→ WHAT TO PRODUCE
Retype the tail of the data exactly, starting at the line containing "Point out the man in white" and stopping at the last line.

→ Pointing dataset records

******

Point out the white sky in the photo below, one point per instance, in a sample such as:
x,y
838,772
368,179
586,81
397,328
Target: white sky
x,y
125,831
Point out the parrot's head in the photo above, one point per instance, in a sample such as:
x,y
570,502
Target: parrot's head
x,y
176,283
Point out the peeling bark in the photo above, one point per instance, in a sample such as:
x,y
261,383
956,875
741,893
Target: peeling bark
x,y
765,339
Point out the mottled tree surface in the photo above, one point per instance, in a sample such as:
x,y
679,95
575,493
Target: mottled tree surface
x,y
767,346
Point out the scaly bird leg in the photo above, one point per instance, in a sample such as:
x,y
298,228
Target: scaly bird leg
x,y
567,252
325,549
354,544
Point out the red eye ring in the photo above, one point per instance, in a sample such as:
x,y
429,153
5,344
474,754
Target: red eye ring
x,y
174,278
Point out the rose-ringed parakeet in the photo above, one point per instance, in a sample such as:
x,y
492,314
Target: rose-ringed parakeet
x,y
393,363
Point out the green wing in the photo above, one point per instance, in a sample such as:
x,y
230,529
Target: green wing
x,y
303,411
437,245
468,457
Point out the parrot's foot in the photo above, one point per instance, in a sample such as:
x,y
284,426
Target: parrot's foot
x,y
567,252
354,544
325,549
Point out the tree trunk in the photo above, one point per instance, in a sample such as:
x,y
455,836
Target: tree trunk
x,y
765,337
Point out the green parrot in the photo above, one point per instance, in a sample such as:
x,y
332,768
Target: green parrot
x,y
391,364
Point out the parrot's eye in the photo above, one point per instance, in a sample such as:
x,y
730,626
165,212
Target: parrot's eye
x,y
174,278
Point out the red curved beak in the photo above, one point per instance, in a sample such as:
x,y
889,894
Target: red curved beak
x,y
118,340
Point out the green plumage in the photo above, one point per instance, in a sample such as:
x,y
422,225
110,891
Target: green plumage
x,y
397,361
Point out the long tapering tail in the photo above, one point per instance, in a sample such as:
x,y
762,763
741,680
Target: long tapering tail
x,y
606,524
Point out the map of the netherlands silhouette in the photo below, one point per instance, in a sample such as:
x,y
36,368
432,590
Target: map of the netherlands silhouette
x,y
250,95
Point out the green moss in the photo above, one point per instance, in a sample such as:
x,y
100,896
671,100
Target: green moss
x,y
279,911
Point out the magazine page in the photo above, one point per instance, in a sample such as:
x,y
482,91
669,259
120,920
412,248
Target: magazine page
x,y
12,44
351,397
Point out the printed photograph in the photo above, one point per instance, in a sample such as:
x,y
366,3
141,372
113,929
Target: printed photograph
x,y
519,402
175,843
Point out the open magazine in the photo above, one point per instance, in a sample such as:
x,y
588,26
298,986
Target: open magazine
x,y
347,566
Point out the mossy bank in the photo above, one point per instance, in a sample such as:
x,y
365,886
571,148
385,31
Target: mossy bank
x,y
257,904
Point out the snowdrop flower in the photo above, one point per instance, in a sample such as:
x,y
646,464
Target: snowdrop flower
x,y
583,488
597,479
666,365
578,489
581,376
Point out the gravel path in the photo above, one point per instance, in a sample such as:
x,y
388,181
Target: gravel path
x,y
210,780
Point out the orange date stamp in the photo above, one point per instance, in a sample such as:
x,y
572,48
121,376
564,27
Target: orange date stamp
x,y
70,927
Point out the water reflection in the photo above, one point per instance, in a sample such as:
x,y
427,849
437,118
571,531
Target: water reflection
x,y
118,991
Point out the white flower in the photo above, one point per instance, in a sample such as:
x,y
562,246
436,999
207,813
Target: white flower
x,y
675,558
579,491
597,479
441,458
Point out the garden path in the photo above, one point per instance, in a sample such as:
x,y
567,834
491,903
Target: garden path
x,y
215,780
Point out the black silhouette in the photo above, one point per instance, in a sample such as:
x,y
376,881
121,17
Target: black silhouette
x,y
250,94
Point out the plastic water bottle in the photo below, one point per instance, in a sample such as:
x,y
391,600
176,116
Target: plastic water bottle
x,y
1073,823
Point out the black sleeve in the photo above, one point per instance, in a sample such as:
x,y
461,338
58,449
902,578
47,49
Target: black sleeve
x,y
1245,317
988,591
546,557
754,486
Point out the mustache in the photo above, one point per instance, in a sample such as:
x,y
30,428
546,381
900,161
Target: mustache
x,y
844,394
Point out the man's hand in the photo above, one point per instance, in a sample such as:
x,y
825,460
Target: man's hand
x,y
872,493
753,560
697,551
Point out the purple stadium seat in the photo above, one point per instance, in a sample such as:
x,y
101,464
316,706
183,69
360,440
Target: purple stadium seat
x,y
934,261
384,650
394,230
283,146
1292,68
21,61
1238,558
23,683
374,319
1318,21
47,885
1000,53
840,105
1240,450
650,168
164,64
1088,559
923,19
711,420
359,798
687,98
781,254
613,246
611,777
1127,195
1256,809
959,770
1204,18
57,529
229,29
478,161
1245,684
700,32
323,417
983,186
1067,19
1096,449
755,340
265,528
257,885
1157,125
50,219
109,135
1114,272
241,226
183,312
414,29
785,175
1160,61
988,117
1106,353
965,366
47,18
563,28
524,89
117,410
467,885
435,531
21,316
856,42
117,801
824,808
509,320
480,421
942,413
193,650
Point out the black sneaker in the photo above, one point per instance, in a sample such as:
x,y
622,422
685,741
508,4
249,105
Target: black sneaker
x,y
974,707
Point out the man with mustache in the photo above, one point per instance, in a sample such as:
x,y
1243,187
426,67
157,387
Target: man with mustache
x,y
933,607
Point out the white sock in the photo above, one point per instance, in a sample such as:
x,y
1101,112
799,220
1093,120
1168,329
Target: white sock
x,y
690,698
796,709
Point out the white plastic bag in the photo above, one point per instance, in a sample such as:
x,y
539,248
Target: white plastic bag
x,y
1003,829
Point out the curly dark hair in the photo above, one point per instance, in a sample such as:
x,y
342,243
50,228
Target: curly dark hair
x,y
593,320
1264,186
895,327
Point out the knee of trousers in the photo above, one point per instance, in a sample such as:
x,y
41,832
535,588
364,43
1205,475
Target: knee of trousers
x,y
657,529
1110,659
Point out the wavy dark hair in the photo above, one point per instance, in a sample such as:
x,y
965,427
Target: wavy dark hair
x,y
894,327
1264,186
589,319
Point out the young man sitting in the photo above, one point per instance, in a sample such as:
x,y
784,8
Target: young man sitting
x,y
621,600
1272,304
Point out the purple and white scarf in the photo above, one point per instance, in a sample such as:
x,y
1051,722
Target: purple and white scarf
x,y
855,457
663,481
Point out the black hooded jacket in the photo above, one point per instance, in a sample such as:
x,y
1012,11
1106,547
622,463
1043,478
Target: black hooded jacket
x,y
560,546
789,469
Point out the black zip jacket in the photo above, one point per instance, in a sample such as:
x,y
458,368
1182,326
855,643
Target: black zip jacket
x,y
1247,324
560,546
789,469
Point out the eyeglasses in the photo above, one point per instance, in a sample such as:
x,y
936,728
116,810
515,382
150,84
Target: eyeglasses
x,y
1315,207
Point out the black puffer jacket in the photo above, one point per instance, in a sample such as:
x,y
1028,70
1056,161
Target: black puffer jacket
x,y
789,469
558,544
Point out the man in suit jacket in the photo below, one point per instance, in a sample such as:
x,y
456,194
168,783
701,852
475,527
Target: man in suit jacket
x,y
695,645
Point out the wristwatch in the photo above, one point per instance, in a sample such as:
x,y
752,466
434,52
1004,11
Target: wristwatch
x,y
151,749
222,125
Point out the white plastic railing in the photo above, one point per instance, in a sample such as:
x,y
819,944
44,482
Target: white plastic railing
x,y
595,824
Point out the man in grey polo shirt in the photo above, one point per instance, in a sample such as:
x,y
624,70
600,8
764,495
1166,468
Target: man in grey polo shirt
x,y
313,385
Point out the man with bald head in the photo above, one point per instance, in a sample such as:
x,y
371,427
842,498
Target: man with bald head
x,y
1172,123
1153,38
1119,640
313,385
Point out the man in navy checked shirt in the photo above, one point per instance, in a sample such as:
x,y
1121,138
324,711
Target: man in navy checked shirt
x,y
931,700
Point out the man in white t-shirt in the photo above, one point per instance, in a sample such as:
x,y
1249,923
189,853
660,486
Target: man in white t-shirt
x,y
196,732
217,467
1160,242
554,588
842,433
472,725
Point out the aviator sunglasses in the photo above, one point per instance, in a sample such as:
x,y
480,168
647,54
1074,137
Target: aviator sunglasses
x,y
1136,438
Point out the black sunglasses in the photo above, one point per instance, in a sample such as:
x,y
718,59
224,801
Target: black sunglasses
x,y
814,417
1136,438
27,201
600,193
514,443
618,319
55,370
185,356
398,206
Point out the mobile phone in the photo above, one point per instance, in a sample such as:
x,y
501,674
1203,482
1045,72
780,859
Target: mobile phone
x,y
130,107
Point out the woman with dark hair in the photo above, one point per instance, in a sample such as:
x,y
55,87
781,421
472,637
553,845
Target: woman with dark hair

******

→ EXERCISE OUTPUT
Point out the man in white t-shirt in the photo above, one point per instance, in a sample such as:
x,y
1249,923
189,853
660,486
Target: man in white t-shirt
x,y
196,732
217,467
1160,242
554,588
842,433
472,725
Point out the aviator sunglasses in the photo above, one point per instance, in a sample such as:
x,y
480,168
647,54
1074,137
Target: aviator sunglasses
x,y
1136,438
Point out the black sunglasses in the photo above, one point per instance, in a sample such as:
x,y
718,59
224,801
Target: black sunglasses
x,y
814,417
1136,438
27,201
600,193
514,443
618,319
55,370
185,356
398,206
Point out the mobile phone in the photo above, one point per instance, in a sample such as:
x,y
501,674
1203,482
1045,72
780,859
Target: mobile phone
x,y
130,107
Point out the woman with dark hair in the photo above, one point per instance, in a sample such as:
x,y
55,87
781,421
472,637
553,845
Target: woman with dark hair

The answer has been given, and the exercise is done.